Tasks and exercises:
1/ Answer these from the piece on the NHS:
(a) Whose memory did David Cameron evoke in 2009?
(b) In what year was Sir Simon Stevens appointed head of NHS England?
(c) What exercise in 2017 revealed the devastating consequences of a respiratory pandemic threat?
2/ Name every year mentioned in the piece on the NHS.
3/ Transcribe everything in the piece on the NHS from "In 2012 he went" down to "can believe in.".

Text provided:
——

Back in 2009 David Cameron evoked the memory of his late son, Ivan, to emphasis his, and the Conservatives', commitment to our NHS.

In 2012 he went further and told the country our National Health Service was safe in the Conservatives' hands.

I recall thinking at the time, here is a politician and political party I can believe in.

Sir Simon Stevens, was appointed head of NHS England shortly after in 2013, who, along with Jeremy Hunt former minister for health, now chair of the health and social care committee, both set out on a road that has brought our NHS to its knees, sowing discontent amongst junior doctors, regrading nurses so many could be paid less.

Both are the architects of historical increases in patient waiting lists, bed shortages and clinical staff shortages, along with the lack of PPE and any adequate respiratory pandemic preparedness, despite Exercise Cygnus back in 2017 revealing the devastating consequences such a threat posed.

——

Data extract:
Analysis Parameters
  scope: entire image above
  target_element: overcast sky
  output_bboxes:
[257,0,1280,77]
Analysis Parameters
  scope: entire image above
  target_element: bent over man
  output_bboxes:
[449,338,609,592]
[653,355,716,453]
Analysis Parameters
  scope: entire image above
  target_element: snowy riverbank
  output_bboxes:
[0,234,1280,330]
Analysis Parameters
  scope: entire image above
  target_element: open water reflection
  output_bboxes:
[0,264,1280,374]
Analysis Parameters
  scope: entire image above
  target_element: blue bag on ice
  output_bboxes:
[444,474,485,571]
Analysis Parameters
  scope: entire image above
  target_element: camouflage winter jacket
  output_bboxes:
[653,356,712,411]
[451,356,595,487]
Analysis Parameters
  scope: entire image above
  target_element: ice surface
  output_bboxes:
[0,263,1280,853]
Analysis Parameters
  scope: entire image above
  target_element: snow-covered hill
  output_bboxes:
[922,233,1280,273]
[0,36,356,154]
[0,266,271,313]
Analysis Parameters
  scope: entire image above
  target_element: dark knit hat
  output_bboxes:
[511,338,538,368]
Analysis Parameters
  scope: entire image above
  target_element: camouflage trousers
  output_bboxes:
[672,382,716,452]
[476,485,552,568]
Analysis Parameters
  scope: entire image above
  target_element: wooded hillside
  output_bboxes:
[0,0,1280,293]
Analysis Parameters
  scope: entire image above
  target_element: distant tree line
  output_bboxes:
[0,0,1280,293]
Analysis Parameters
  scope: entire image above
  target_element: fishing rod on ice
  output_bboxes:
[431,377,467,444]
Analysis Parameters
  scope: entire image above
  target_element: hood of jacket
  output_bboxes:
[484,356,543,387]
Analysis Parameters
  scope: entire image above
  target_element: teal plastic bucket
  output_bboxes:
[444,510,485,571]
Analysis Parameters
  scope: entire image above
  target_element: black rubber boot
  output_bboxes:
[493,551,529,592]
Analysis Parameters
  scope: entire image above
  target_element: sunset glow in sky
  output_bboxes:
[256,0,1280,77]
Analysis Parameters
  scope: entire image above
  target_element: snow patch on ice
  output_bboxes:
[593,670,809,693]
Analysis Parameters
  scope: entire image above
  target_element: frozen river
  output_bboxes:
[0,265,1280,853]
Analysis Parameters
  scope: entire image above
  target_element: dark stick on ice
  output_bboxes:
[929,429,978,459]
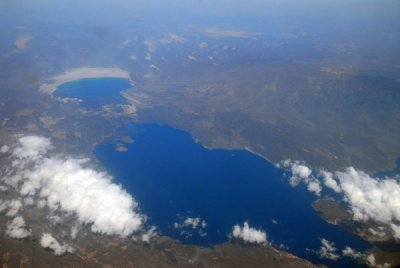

——

Written answers:
1/
(a) His late son, Ivan.
(b) 2013.
(c) Exercise Cygnus.

2/ 2009, 2012, 2013, 2017

3/
In 2012 he went further and told the country our National Health Service was safe in the Conservatives' hands.

I recall thinking at the time, here is a politician and political party I can believe in.